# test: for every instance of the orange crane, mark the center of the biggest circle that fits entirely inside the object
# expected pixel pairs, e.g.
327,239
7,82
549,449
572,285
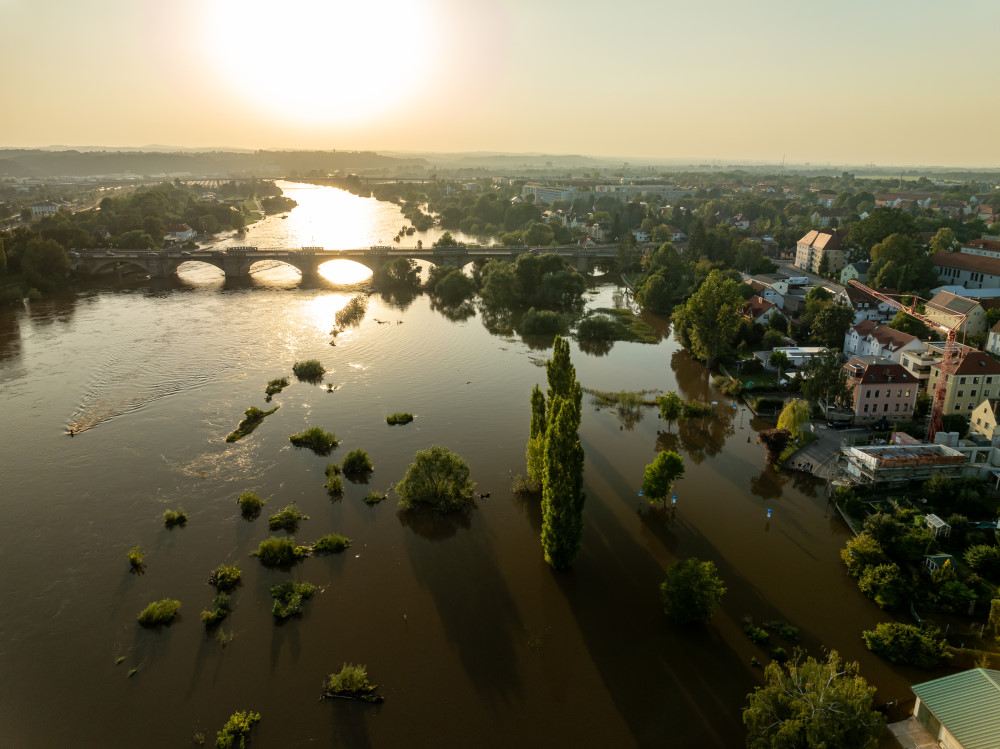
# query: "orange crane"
952,351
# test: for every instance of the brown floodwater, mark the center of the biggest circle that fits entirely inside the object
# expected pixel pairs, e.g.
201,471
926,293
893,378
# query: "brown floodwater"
473,639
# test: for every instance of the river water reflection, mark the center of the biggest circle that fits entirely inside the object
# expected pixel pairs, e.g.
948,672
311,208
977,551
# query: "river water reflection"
475,641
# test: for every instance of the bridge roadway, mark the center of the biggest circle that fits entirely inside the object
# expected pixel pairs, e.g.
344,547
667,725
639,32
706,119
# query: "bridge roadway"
236,261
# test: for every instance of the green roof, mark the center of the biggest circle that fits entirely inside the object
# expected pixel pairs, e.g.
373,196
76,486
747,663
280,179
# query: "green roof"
967,704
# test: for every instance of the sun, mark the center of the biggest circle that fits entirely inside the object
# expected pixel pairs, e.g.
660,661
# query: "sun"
318,62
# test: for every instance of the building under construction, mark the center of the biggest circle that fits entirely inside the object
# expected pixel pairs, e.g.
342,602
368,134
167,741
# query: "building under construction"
900,464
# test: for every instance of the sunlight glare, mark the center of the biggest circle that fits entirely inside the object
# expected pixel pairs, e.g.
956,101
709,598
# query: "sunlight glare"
322,61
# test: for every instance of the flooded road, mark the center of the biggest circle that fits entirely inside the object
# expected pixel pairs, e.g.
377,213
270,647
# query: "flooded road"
473,639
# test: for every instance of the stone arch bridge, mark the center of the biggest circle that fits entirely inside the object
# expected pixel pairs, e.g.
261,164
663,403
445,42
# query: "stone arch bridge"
236,261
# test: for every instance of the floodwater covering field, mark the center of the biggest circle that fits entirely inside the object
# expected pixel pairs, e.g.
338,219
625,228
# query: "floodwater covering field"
473,640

Short problem ▸ Each line of the data is to be duplicated exactly; pictures stay out of the copy.

Final result ▸
# test: for every instance of the orange crane, mark the center of the biggest circle that fits entirely inside the object
# expected pixel pairs, e.g.
327,239
7,82
549,449
572,285
# query: "orange crane"
952,351
# test: for every instance of the brown floodwater, mark the center of the biggest circle that fits entirely inside the object
# expected pixel pairs, e.g.
201,471
926,293
893,378
# query: "brown floodwater"
473,639
# test: for every instance of the river water reflection, mark the center of the biggest circle that fits entirely inside the object
# expected pixel pairs, e.g.
948,672
311,208
977,551
# query: "river water reflection"
475,641
# test: for every instance of the bridge roadway, mark the center of the biggest circle that fits entirely inside the object
# expected pixel pairs, e.g.
344,547
667,725
639,32
706,119
# query: "bridge roadway"
236,261
# test: for every instance of the green roof, mark the center of the biggest circle that fits entirely inside the object
# expected pixel pairs, e.g.
373,196
76,486
747,663
280,179
# query: "green roof"
967,704
# test: for every instance of the sun, mark the center of the biggest circle that fits entirely inside the object
# expected pixel pairs, e.g.
660,661
# query: "sun"
318,62
# test: for every instance of the building under construction, mark the center of the biggest circle that fits entirely inside the object
# expected pixel pairs, e.g.
342,602
368,134
167,741
# query: "building under construction"
900,464
# test: for every instance of the sunlight glare, mark the center of the biggest circle that fits entirely inside the object
# expected pixel pairs, e.g.
956,101
709,598
# query: "sunlight glare"
322,61
# test: for every instance of the flooded road, mark the center of the biggest circle that fits entirely inside the object
# expected pixel pairs, e.g.
377,213
270,647
# query: "flooded road"
473,639
# test: for every instance of the stone arch bridge, mark the center of the biggest circle that fits entirely inside the object
# expected pixel pairs, e.g.
261,164
663,403
445,42
# query: "stone arch bridge"
236,261
# test: for every instance of the floodwater covering field, mark the center of the biggest circle that fits entirely inside the object
# expected pixel pairs, e.g.
338,219
625,228
# query: "floodwater covering field"
473,640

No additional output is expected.